Problem statement:
Look through the data below for the line with "Target: striped shirt", and transcribe it exactly together with each line after it up to and including the line with "Reviewer note: check that each instance of the office". Give nothing else.

--- --- ---

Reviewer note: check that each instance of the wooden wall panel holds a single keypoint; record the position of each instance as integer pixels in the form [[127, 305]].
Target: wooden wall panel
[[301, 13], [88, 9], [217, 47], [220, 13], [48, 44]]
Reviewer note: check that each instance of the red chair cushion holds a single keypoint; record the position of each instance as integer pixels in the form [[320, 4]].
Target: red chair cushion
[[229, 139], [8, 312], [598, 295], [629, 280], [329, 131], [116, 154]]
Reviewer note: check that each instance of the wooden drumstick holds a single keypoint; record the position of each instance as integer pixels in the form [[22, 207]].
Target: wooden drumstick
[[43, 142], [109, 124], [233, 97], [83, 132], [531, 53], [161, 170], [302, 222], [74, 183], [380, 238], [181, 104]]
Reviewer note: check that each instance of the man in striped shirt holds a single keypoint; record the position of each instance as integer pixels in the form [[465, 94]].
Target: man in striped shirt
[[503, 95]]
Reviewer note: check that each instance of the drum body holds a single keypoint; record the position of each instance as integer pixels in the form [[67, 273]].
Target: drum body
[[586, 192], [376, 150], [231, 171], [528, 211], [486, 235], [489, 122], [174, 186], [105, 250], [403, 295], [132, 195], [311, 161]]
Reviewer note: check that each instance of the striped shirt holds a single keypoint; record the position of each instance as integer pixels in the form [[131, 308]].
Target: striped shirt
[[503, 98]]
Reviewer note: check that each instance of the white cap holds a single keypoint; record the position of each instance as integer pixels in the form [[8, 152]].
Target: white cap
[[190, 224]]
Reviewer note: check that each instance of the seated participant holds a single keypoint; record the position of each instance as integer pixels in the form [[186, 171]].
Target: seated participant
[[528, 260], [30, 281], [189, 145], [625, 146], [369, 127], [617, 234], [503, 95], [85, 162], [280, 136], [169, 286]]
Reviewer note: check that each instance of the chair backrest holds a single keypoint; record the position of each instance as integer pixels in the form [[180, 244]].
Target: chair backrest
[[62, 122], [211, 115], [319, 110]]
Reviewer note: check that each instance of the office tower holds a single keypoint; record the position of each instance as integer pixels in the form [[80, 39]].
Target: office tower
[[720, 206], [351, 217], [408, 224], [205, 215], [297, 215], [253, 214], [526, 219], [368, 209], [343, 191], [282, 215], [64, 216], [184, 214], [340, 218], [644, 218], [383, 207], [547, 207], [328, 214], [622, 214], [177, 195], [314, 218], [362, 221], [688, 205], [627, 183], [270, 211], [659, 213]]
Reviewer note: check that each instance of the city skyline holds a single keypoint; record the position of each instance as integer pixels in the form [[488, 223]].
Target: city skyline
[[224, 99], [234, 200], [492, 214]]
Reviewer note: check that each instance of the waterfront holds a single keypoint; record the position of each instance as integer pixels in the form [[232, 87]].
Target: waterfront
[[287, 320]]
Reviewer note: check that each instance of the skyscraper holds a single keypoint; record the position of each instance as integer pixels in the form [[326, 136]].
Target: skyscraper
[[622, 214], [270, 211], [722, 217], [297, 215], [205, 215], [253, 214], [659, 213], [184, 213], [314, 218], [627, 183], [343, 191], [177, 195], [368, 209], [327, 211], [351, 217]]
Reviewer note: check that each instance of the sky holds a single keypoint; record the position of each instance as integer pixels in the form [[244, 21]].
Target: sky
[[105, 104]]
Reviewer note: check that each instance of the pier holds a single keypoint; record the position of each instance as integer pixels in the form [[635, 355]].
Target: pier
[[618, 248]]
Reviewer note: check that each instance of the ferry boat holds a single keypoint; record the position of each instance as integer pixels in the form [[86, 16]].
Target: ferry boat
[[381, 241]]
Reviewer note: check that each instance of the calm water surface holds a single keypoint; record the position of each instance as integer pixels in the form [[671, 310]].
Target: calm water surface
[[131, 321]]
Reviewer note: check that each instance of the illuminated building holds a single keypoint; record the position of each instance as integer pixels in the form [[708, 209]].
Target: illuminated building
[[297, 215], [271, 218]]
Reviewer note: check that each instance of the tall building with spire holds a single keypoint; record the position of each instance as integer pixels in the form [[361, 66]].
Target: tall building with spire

--- --- ---

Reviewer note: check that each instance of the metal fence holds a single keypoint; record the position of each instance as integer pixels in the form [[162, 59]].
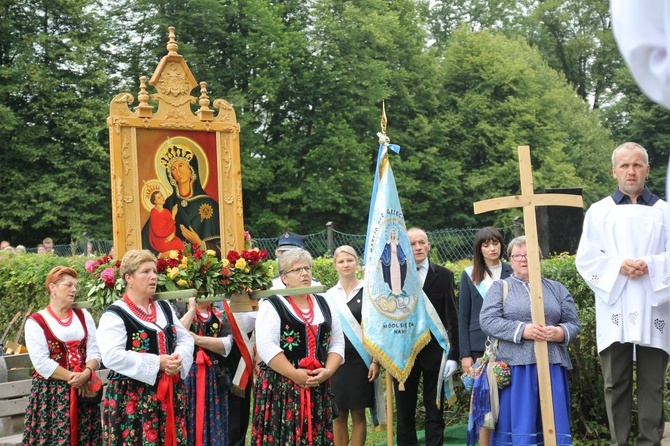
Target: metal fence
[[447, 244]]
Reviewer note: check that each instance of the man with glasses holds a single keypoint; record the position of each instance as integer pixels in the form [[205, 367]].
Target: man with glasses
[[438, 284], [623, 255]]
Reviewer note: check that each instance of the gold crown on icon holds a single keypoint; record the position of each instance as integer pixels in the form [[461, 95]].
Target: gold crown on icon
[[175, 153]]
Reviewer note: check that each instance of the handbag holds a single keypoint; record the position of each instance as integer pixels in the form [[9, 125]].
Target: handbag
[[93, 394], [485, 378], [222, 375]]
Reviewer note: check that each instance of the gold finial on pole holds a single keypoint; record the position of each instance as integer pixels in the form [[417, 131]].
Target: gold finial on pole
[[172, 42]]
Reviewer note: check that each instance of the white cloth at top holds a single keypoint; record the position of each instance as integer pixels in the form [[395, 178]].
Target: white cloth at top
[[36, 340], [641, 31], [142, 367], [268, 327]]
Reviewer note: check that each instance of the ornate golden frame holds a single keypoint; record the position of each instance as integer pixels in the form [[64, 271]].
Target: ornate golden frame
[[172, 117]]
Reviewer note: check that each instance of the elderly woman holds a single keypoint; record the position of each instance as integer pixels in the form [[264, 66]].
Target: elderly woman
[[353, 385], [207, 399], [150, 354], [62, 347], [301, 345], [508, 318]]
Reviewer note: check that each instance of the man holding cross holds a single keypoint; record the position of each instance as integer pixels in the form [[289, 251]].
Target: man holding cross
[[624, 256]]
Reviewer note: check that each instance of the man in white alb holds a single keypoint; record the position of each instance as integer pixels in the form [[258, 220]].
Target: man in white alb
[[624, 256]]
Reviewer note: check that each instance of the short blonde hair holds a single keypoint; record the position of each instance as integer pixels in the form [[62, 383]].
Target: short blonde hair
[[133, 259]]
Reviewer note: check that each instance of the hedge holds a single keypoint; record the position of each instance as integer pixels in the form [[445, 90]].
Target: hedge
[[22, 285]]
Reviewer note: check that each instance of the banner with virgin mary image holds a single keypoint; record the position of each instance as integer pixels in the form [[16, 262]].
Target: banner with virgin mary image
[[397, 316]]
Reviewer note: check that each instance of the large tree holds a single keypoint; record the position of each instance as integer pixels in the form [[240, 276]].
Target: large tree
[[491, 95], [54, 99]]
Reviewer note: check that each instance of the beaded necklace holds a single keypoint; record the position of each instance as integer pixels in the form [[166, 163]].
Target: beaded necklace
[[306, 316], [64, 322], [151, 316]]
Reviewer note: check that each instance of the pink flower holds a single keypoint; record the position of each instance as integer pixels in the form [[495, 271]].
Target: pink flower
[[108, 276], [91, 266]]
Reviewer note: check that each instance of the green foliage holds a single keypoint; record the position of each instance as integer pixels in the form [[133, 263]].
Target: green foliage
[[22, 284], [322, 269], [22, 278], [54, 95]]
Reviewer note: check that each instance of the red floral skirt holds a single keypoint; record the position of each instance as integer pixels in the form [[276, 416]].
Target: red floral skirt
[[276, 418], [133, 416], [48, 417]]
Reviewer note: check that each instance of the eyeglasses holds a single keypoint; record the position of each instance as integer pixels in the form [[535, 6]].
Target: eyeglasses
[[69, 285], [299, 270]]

--- --- ---

Exercise solution:
Target: striped shirt
[[503, 98]]
Reviewer note: check that each instance of the white cap holds a single keypoint; record the position of each instance as integer pixels in the form [[8, 152]].
Target: white cap
[[190, 224]]
Reviewer note: check that each instance of the seated participant holds a single keypoint; record the position of each instance as integer pixels in the form [[186, 171]].
Target: seated participant
[[528, 260], [30, 281], [189, 145], [625, 146], [369, 127], [617, 234], [503, 95], [85, 162], [280, 136], [169, 286]]
Reviewer note: check that each instance of the chair backrest holds a single keypoint; record the position of each instance as integer pixels in the form [[180, 244]].
Target: chair backrest
[[62, 122], [211, 115], [319, 110]]
Reviewer note: check that each instance of the office tower holds a single keypoint; record the position of each instance as integer pixels in the form [[80, 39]].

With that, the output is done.